• [Problem details]
Change "tree line" to "forest edge" in everything from the line containing "Expected output: the position of each instance of the grassy" down to the end of the records. Return only those lines, with nothing else altered.

• [Source records]
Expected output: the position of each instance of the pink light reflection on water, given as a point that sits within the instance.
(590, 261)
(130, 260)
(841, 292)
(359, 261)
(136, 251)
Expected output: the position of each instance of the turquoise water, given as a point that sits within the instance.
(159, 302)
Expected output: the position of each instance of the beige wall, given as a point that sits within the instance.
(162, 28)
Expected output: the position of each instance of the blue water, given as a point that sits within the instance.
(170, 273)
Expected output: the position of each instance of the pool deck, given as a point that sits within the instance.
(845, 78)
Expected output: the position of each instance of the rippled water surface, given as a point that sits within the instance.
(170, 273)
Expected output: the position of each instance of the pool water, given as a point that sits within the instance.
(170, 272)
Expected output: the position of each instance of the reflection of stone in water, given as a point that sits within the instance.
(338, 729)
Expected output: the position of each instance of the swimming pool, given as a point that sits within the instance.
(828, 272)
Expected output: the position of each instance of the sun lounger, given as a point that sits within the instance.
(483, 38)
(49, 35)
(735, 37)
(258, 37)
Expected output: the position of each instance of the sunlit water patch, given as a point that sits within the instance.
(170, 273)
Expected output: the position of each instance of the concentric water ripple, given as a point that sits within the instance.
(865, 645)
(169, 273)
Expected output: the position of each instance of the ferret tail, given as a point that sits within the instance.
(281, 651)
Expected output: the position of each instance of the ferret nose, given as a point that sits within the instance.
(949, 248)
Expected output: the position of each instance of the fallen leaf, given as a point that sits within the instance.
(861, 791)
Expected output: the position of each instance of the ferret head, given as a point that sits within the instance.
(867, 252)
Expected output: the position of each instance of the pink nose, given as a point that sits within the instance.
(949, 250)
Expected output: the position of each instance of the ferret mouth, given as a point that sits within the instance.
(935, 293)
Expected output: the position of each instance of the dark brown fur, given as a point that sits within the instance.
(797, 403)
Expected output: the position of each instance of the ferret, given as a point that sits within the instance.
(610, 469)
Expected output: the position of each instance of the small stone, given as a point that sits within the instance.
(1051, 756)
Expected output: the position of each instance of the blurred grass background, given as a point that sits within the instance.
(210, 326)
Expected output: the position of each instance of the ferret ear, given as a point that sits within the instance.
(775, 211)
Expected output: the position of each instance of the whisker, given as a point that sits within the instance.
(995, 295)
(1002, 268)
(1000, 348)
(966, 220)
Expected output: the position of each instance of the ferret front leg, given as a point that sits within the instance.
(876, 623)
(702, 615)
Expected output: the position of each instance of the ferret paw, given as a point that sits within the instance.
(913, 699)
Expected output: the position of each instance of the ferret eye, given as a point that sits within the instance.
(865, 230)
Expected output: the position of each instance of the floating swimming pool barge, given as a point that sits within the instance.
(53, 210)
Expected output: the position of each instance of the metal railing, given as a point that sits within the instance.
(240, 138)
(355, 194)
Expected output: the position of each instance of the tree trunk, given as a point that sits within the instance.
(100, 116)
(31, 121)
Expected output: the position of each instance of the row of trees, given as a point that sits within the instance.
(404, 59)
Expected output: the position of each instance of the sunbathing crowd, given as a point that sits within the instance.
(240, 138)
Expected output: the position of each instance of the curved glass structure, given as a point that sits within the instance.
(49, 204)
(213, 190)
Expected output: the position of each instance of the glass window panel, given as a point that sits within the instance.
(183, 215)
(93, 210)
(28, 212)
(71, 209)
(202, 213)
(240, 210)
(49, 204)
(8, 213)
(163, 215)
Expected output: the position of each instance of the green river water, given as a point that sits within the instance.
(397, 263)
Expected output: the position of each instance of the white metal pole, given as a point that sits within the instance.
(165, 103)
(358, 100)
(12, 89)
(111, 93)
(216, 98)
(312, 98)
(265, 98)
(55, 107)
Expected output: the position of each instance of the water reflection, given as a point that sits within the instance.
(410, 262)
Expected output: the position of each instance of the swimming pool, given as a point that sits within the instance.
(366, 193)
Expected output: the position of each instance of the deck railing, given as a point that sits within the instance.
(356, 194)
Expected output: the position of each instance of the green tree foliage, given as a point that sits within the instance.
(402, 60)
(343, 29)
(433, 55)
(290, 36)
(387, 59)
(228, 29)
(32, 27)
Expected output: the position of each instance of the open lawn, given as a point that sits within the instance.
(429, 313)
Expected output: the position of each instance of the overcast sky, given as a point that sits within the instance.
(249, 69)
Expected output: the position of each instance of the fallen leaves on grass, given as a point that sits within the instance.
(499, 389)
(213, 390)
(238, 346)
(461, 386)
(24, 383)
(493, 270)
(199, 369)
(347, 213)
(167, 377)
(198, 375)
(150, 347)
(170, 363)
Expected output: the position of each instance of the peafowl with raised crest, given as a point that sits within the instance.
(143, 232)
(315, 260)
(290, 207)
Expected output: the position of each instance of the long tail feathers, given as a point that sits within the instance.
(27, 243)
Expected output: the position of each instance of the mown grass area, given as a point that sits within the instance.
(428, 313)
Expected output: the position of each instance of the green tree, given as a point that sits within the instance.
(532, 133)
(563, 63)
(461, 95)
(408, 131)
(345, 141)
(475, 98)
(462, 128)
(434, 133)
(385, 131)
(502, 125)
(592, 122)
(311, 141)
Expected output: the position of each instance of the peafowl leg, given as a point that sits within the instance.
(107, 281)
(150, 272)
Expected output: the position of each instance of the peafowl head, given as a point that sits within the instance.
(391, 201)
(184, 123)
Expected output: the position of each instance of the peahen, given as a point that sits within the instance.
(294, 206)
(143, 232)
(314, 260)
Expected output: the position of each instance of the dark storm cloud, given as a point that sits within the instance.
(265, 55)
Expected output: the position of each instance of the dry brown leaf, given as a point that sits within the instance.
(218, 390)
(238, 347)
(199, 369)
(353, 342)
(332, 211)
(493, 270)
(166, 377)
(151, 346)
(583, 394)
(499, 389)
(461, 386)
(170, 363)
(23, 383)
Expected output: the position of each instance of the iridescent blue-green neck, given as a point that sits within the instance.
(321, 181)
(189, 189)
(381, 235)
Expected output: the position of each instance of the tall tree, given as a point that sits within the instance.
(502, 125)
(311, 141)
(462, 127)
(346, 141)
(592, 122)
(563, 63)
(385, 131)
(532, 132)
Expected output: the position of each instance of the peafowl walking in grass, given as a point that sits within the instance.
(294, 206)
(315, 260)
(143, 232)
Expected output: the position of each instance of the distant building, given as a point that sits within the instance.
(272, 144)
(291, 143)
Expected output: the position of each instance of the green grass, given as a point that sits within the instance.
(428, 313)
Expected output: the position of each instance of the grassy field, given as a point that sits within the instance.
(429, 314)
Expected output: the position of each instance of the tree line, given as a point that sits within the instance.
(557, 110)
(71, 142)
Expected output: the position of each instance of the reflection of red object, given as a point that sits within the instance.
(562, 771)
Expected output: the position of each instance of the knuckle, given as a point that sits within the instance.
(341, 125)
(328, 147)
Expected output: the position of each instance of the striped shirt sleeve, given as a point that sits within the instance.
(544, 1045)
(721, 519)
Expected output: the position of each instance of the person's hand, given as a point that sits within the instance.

• [Task output]
Expected output: the position of each instance of the grassy field, given as a point that sits within the instance.
(429, 314)
Expected output: the position of each instance of the forest edge, given as a point that sits within the instance.
(557, 110)
(71, 142)
Expected output: the position of each instance of the reflection of red object, given as a point that sits within the instance.
(562, 771)
Expected output: the position of each instance of the knuckle, given as a point that sits within the instance.
(341, 125)
(328, 147)
Expected output: the position of each instance of the striped shirt sleeve, given as a point that sits within the instance.
(544, 1045)
(721, 519)
Expected output: the position of each instance of the person's hand, given as a point that sits within the instance.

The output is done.